As one of the most important areas, the Yangtze River Delta plays an important part in the economic development of China. While considering the concern regarding air quality, ten major cities of the Yangtze River Delta are selected as research objectives, namely, Shanghai, Nanjing, Changzhou, Wuxi, Suzhou, Zhenjiang, Hangzhou, Ningbo, Wenzhou, and Shaoxing. It is a novel perspective for introducing PROMETHEE into the assessment of air quality. Subsequently, the ranking of each city can be obtained. By analyzing the ranking, some useful suggestions regarding how to control the air pollution can be proposed. These cities can follow these suggestions to improve air quality and realize better air quality.

2. Methodology

2.1. Data Sources

Referring to the study about air quality’s assessment [43,44,45,46,47], a basic data set of air quality, including SO₂, NO₂, PM₁₀, PM_2.5, and O₃, are collected from urban statistical yearbook and environmental bulletin from 2014 to 2017 in order to assess the air quality. Ten cities are selected in this study respectively, Shanghai, Nanjing, Changzhou, Wuxi, Suzhou, Zhenjiang, Hangzhou, Ningbo, Wenzhou and Shaoxing. Taking Shanghai as an example, the data set obtained is as follows in

Table 1. Air pollutants and their annual average concentration in Shanghai from 2014 to 2017.

Pollutant	Unit	Annual Average Concentration
		2014	2015	2016	2017
SO2	μg/m3	18	17	15	12
NO2	μg/m3	45	46	43	44
PM10	μg/m3	71	69	59	55
PM2.5	μg/m3	52	53	45	39
8h O3	μg/m3	149	160.94	164	181

.

2.2. Indices of Multi-Attribute Decision-Making (MADM)

The study of air quality is a multi-attribute decision-making problem, because it involved different air pollutants of respective cities. Therefore, the multi-attribute decision-making (MADM) technique can be adopted to make evaluation. It is necessary to figure out the types of indices to comprehensively evaluate the air quality of different cities.

· · · ·

## TO BE DONE
#1 According to the air quality text, from which sources were the pollutant data collected?
#2 Proceed with the air quality text from the point where it stops.

· · · ·

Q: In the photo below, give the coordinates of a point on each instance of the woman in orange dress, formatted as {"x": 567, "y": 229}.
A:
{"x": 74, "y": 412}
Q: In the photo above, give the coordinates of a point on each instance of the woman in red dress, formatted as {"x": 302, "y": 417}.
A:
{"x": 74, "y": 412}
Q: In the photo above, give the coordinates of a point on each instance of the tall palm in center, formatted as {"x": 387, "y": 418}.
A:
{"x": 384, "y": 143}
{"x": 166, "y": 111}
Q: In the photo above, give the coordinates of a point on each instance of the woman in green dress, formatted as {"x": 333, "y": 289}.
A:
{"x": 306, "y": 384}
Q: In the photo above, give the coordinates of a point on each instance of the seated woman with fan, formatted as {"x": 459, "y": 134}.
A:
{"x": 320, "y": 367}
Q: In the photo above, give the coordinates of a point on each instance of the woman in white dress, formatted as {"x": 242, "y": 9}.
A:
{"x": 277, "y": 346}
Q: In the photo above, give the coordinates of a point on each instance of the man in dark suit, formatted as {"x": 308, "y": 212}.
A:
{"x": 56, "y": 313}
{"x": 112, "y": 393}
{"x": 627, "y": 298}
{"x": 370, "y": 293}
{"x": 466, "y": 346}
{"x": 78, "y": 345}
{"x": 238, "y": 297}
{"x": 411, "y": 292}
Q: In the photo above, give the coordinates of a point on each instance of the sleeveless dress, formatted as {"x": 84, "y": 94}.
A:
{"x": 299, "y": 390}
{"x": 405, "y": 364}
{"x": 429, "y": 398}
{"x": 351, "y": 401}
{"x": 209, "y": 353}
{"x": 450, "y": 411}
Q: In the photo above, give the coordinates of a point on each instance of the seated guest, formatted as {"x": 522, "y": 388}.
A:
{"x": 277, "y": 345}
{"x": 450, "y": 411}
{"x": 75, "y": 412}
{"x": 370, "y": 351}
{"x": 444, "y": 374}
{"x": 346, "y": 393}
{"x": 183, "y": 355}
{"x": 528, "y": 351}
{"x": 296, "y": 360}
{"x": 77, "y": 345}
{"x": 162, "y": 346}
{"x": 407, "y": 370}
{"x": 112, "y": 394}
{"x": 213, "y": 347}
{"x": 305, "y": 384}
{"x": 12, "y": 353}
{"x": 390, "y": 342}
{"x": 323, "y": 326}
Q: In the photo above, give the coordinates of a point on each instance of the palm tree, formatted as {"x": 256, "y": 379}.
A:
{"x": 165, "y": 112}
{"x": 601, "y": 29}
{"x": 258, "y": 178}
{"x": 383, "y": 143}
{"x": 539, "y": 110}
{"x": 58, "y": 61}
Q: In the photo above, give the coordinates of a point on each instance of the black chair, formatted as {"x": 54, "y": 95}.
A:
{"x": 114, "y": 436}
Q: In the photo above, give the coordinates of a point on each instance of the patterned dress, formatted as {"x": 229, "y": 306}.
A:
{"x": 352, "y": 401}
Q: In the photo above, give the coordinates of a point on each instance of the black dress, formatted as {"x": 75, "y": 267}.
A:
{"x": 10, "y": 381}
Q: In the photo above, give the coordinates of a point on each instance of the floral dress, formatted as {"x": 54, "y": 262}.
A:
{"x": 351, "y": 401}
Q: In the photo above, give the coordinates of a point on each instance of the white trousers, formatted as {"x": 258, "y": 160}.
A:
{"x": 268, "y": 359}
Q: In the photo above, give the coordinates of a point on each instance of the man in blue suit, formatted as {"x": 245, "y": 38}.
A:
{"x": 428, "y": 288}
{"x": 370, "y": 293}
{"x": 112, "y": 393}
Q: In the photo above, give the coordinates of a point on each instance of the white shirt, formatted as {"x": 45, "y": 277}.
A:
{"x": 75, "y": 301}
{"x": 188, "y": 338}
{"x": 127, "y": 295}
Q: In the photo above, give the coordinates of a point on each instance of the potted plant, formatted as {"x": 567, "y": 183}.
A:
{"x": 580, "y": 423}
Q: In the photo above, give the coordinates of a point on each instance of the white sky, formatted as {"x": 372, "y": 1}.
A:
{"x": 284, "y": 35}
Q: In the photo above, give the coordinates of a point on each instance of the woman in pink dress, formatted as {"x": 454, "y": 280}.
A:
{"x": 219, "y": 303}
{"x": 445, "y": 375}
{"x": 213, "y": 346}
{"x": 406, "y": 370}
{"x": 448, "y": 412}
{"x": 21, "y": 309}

· · · ·

## TASK ANSWERS
#1 The data came from the urban statistical yearbook and the environmental bulletin for 2014 to 2017.

#2
In general, the indices in multi-attribute decision-making (MADM) problems can be classified into efficiency-typed index and cost-typed index. The bigger the attribute value, the better the efficiency-typed index, such as the labor productivity, product sales rate, energy conversion rate, and so on. The cost-typed index appears better when its attribute values varies from big to small, for example, air pollution index, governance cost belong to these indices. A conversion criterion was proposed to eliminate the influence caused by the difference of dimension and unit due to the different evaluation index having a different dimension and unit [48].

Assuming a MADM problem, the alternative set is $A=\left\{A_1,A_2,\dots ,A_m\right\}$, the attribute set is $C=\left\{C_1,C_2,\dots ,C_n\right\}$ and the evaluation value of alternative $A$ with regard to attribute $C$ is $x_{ij}\left(i=1,2,\dots ,m;j=1,2,\dots ,n\right)$, the value after eliminating the influence that is caused by the difference of dimension and unit is represented by $y_{ij}\left(i=1,2,\dots ,m;j=1,2,\dots ,n\right)$. The conversion criterion of efficiency-typed index is defined, as follows:

$$y_{ij}=\frac{x_{ij}-x_j^{min}}{x_j^{max}-x_j^{min}}, \left(i=1,2,\dots ,m;j=1,2,\dots ,n\right)$$

(1)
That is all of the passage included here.